### [What you need to do]
Please write out the line containing "drop a dot on" and each line after it through the end of the data, exactly, and nothing else.

○ ○ ○

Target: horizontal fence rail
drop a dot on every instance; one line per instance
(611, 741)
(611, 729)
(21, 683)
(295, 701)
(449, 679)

○ ○ ○

### [Final answer]
drop a dot on every instance; one line per instance
(611, 741)
(611, 729)
(21, 683)
(295, 701)
(449, 679)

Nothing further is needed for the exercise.